**Required work:**
**1)** List every bank that the payday lending passage names.
**2)** Continue the payday lending passage from its last sentence.

**Provided text:**
Andrews knew how to bribe local officials with cash payments. He didn't live to see such bribery legalized in the form of lobbying and political fundraising.
Broke USA makes it clear that the public and those in the media don't care for payday lenders, much the way the prostitutes and hustlers hadn't.
The poverty industry has given huge contributions to lawmakers. According to the Citizens for Responsibility and Ethics in Washington, payday lenders donated more than $1.5 million to federal office holders during the 2010 election cycle. Substantial donations were made to state and local lawmakers as well.
Until I read Broke USA, I didn't realize what a big hand the "too big to fail" banks have in creating the poverty industry. Many payday lenders would not exist if Wall Street had not given them the money to get started.
Citigroup, JP Morgan Chase, and Bank of America are just some of the big banks that make huge profits, directly or indirectly, from the poverty industry.
The banks that fund the poverty industry have another common bond. They received bailout money from the American taxpayers in 2008.
If there was ever a shining example of why you should move your money from Wall Street, legalized loan sharking is a good one.
The people peddling poverty products have figured out there is a strain of Americans who are the financial equivalent of drug addicts. They will pay any price, fee, or interest rate as long as they can get an immediate fix. They don't care about tomorrow. They just want money today.
Another insight I got from Broke USA is that many people use payday lenders because they don't have access to traditional banks. I didn't realize that many banks won't give a checking account to people with bad credit.
Since the alleged "financial reform" that passed Congress in 2010, banking services for lower income people are getting worse.
"Too big to fail" banks are charging fees for checking, raising the minimum balance required to get free checking, and hitting consumers with a bunch of nickel and dime charges.
Those nickels and dimes will add up to billions in profits for the banks we bailed out in 2008.
In reaction to financial reform, the head of JP Morgan Chase, Jamie Dimon, seemed to speak for all of Wall Street when he told the New York Times, "If you're a restaurant and you can't charge for the soda, you're going to charge more for the burger."
The burger is going to come out of the hides of the banks' poorest customers.
As payday lenders and others in the poverty business have found, it is easy to stick it to poor people. They have the fewest options.
More and more of them will fall out of the traditional banking system altogether.
"Financial reform" is a boon for people in the payday loan business. When people fall out of the world of traditional banking, they are still going to need bank-like services. Payday lenders will be in position to fill the gap.
Gary Rivlin and I have become friends since I did a review of Broke USA for Huffington Post. We both agree that payday lending is not going to go away unless the government steps up to the plate to regulate it.
In 2006, the U.S. Department of Defense realized that soldiers had a problem with payday lenders. They found that 17 percent of all military personnel were using payday loans, and soldiers' financial stresses were impacting their ability to function while fighting in Iraq and Afghanistan.

**Record excerpts:**
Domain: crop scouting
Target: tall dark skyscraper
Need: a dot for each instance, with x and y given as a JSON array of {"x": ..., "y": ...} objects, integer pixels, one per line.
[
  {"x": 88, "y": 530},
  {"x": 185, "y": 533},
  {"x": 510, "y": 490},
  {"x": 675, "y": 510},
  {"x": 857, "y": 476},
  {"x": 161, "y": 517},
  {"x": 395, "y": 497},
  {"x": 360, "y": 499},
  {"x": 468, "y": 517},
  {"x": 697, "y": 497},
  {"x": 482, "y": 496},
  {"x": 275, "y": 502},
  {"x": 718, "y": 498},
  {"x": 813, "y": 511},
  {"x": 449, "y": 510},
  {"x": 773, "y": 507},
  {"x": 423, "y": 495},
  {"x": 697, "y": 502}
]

**Task answers:**
**1)** Citigroup, JP Morgan Chase, Bank of America

**2)**
It was estimated that payday lenders were charging members of the U.S. military interest rates between 360 percent and 720 percent. Congress cut it down to a maximum of 36 percent.
Despite losing the military market, payday lenders showed they still had plenty of clout. It would have been simple for Congress to extend that 36 percent cap to all Americans, but Congress did not.
Instead, the battle has become one each state must fight individually.
I suspect if you let everyone vote on the issue, payday lenders would go away quickly.
Broke USA detailed an Ohio referendum capping payday lenders at 28 percent. The referendum got 63 percent of the vote. The study of how Ohio did it is a roadmap for other states trying to do the same thing.
Unfortunately for the people fighting payday lending, most states don't offer ballot initiatives and referendums. They elect legislators and ask them to represent us.
Many of the groups fighting payday lending are part of larger coalitions with a litany of other legislative interests. Fighting payday lending is merely one of many issues on their plates.
The payday lenders are all-in. It's life or death for them. They hire the best lobbyists.
Payday lenders have a well-organized, well-financed front, and they are going to fight with everything they've got. They make lots of contributions to all the right people.
One of the reasons it was easy for Congress to put a 36 percent cap on payday lending for military people is that it was easy to imagine a soldier, serving in Iraq or Afghanistan, being taken advantage of.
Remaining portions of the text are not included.